Задание A:
Выпишите целиком отрывок о статье «Историки-вредители», ничего в нём не меняя.

Отрывок:
►

Историков–вредителей — в зиндан!

Блог Сергея Нефедова
Доктор исторических наук

21 сентября на портале «Свободная пресса» была опубликована статья Сергея Белякова «Историки-вредители». Автор обрушивается на российских историков, которые, по его мнению, недостаточно патриотично описывают войну 1812 года. Он приводит в пример Чечню, которая «идет от победы к победе». В Чечне, предупреждает Беляков, таких историков «могут на вполне законных основаниях отправить в зиндан, как это недавно чуть было и ни случилось с двумя русскими историками».

Реакция патриотов не заставила себя ждать – она проявилась тут же, в комментариях на портале. Там закричали «о необходимости неотвратимого наказания Лжецов, высосавших все из грязных жидо-фарисейских пальцев в угоду своей людоедской Торе!!!» Поеживаясь в ожидании зиндана, я попытался что-то написать в ответ – но не тут-то было: мои комментарии упорно не воспринимались патриотически настроенным сервером «Свободной прессы».

Ну ладно, подумал я, все-таки у нас не Чечня, а я не Салман Рушди. Я всего лишь бедный историк, ЦРУ мне не платит, и денег, чтобы менять свою внешность и прятаться в экзотических странах у меня нет.

◄

Исходные данные:
►

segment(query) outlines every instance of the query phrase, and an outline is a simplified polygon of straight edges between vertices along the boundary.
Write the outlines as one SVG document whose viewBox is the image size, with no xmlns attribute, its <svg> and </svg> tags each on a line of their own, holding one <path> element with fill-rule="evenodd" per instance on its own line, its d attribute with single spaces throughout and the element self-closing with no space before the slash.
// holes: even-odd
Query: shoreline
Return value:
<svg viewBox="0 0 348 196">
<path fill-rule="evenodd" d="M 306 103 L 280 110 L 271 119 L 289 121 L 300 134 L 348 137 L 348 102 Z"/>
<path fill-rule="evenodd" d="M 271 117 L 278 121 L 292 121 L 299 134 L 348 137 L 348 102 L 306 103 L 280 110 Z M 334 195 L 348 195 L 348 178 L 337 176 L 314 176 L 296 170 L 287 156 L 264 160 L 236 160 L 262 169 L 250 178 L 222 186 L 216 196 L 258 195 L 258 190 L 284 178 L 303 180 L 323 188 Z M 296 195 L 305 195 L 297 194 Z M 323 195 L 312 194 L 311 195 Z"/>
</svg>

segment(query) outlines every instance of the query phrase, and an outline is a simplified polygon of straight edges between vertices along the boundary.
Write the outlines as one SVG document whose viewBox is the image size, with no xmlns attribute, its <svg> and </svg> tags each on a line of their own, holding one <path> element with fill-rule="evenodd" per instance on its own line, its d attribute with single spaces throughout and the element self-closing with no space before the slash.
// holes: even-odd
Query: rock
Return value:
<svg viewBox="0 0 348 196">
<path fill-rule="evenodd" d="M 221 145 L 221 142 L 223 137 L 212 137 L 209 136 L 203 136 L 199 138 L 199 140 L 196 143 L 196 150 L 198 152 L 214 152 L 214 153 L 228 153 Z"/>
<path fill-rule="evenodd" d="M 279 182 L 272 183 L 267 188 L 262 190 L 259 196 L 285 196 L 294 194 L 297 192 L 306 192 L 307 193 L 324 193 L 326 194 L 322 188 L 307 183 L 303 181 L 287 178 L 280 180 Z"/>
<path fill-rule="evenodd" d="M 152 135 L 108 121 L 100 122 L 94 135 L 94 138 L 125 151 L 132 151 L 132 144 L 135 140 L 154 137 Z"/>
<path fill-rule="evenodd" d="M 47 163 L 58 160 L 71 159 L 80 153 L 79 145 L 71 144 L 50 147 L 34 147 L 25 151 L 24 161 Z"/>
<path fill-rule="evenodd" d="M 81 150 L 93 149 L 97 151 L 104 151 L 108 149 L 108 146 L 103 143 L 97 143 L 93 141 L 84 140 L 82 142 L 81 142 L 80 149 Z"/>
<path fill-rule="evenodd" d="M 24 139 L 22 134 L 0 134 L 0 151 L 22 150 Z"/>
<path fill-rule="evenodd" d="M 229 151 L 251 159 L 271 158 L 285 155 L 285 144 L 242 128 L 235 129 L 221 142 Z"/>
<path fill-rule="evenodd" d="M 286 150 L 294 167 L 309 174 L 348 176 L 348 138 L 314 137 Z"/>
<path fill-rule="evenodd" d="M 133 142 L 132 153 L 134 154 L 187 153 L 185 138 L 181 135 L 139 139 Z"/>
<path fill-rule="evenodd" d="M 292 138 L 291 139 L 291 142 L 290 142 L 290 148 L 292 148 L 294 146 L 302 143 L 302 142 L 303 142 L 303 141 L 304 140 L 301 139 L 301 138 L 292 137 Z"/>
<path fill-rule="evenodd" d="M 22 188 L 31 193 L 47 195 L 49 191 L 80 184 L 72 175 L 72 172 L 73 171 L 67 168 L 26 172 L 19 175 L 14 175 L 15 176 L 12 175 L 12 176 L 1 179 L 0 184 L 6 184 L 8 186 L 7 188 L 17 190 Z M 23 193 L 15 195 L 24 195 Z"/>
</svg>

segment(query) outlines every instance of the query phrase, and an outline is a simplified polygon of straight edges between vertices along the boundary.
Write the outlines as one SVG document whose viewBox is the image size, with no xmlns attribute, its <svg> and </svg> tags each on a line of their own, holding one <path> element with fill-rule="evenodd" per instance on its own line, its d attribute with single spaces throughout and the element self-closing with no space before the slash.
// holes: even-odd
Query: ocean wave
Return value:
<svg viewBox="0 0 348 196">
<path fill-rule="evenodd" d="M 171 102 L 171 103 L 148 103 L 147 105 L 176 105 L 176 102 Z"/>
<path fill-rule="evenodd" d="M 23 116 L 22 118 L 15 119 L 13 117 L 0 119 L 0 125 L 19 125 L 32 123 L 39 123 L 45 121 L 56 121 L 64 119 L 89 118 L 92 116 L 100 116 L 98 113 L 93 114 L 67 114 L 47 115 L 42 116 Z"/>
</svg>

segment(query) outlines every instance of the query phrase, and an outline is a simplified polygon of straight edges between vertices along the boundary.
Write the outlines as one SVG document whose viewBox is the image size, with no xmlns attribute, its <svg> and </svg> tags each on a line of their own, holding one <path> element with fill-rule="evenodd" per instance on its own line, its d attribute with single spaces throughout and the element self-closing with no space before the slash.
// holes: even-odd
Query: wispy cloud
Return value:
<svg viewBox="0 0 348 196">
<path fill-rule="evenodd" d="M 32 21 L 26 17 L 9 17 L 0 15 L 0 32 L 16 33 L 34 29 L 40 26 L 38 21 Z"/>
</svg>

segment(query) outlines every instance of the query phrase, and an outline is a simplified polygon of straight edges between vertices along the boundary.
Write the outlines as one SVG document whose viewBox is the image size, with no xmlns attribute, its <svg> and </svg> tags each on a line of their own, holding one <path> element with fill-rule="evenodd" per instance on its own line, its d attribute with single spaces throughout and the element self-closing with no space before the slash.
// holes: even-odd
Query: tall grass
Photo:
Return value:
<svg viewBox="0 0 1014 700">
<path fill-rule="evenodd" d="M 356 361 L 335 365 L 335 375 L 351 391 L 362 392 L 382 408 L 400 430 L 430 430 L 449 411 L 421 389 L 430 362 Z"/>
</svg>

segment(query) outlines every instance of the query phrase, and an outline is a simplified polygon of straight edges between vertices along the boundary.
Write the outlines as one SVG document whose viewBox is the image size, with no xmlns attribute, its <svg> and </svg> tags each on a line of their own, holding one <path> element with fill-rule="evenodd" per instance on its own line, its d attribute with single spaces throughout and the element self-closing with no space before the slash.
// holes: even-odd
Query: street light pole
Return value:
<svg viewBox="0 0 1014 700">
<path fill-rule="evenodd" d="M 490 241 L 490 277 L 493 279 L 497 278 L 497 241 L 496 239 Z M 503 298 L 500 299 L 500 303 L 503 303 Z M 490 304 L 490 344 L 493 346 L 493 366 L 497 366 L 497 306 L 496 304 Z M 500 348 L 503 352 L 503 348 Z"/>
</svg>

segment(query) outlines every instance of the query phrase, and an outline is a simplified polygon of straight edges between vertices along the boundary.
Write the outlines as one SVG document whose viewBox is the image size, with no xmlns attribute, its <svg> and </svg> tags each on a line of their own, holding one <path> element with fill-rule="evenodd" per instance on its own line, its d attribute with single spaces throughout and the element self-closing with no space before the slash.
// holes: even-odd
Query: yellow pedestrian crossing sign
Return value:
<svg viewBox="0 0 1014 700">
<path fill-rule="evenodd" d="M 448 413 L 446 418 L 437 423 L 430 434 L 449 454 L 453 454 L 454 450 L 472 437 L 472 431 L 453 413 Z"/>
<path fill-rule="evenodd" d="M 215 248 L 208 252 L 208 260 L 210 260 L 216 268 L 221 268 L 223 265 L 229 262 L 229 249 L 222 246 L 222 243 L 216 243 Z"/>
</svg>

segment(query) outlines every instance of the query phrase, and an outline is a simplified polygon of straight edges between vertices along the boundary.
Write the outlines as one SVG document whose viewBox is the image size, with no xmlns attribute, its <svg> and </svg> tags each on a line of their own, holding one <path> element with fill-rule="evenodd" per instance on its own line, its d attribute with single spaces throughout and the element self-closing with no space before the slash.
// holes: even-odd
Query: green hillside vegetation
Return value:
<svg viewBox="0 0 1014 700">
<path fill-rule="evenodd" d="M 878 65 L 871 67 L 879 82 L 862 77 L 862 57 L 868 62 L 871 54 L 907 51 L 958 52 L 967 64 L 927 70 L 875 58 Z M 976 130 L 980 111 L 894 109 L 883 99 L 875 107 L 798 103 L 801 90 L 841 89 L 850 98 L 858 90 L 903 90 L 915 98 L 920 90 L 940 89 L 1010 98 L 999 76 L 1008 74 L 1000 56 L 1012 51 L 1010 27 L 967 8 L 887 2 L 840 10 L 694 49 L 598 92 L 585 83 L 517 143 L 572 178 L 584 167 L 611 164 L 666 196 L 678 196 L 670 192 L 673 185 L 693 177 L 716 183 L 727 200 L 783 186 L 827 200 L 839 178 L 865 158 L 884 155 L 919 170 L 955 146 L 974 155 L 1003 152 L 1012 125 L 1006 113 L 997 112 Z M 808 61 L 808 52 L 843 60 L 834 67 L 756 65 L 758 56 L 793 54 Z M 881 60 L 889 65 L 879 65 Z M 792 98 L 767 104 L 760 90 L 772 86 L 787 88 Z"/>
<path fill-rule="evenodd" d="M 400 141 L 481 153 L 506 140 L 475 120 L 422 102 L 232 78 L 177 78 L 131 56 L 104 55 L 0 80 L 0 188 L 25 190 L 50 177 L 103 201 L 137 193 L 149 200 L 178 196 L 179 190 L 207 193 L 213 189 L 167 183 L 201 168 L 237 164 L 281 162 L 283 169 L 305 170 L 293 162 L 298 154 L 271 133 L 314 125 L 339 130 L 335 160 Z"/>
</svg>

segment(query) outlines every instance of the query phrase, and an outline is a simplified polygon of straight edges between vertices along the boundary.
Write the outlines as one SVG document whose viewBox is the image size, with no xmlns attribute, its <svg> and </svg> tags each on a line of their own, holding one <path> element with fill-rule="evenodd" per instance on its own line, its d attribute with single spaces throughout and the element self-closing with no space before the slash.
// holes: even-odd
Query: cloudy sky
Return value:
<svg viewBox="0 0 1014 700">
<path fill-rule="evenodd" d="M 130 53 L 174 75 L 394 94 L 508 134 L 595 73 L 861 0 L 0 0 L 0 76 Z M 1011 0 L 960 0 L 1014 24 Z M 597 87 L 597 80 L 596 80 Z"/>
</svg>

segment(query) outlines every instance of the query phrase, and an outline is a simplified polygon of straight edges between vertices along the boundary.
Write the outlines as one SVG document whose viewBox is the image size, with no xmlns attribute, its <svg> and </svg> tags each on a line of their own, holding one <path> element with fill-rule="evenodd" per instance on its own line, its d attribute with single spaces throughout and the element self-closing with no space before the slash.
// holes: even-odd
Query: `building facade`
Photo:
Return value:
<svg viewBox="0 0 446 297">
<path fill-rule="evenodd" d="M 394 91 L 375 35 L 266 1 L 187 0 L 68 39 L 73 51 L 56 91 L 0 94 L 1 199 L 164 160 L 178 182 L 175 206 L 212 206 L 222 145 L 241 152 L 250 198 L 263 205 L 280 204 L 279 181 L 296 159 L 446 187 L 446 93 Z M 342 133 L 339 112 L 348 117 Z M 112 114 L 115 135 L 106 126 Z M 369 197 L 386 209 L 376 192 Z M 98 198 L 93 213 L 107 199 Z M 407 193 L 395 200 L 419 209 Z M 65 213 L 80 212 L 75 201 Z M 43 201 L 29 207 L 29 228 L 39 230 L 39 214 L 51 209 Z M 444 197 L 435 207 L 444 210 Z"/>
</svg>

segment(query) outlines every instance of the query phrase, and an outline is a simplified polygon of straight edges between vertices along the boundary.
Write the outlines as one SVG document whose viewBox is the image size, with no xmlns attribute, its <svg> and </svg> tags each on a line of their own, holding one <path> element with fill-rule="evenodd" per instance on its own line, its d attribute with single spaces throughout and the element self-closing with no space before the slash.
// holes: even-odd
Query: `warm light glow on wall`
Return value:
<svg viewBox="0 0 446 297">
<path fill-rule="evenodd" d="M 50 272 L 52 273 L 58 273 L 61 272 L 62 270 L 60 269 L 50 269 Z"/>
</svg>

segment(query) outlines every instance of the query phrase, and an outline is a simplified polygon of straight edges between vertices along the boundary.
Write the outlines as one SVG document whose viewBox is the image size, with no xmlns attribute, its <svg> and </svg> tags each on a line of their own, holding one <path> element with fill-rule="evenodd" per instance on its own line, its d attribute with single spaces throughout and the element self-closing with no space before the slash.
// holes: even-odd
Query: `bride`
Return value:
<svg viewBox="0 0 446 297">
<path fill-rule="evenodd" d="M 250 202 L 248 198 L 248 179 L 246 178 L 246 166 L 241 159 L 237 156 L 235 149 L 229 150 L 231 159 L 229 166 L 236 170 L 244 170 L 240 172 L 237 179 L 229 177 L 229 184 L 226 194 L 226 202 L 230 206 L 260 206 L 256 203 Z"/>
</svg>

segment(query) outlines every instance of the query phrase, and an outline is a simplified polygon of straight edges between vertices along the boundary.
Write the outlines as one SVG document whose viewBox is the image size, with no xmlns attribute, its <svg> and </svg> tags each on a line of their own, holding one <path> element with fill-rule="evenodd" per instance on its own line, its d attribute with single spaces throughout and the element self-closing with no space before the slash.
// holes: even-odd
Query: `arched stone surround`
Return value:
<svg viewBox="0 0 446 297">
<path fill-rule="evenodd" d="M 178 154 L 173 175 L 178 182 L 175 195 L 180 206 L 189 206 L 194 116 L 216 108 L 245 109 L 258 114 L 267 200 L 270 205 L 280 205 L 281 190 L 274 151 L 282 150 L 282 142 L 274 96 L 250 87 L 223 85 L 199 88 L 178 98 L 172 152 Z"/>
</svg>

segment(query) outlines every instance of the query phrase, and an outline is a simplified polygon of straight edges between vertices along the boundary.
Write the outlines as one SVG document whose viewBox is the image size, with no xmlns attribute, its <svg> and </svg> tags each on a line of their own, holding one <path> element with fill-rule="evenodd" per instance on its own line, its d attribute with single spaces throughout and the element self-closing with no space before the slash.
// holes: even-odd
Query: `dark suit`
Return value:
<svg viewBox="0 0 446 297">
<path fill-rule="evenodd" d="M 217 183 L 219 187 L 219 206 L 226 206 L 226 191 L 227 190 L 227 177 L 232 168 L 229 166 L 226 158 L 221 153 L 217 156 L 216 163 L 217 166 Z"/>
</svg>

◄

Задание B:
Отберите из строк выше все, где встречается строка «light». Регистр букв учитывается.

Ответ A:
Историков–вредителей — в зиндан!

Блог Сергея Нефедова
Доктор исторических наук

21 сентября на портале «Свободная пресса» была опубликована статья Сергея Белякова «Историки-вредители». Автор обрушивается на российских историков, которые, по его мнению, недостаточно патриотично описывают войну 1812 года. Он приводит в пример Чечню, которая «идет от победы к победе». В Чечне, предупреждает Беляков, таких историков «могут на вполне законных основаниях отправить в зиндан, как это недавно чуть было и ни случилось с двумя русскими историками».

Реакция патриотов не заставила себя ждать – она проявилась тут же, в комментариях на портале. Там закричали «о необходимости неотвратимого наказания Лжецов, высосавших все из грязных жидо-фарисейских пальцев в угоду своей людоедской Торе!!!» Поеживаясь в ожидании зиндана, я попытался что-то написать в ответ – но не тут-то было: мои комментарии упорно не воспринимались патриотически настроенным сервером «Свободной прессы».

Ну ладно, подумал я, все-таки у нас не Чечня, а я не Салман Рушди. Я всего лишь бедный историк, ЦРУ мне не платит, и денег, чтобы менять свою внешность и прятаться в экзотических странах у меня нет.

Ответ B:
Query: street light pole
Query: `warm light glow on wall`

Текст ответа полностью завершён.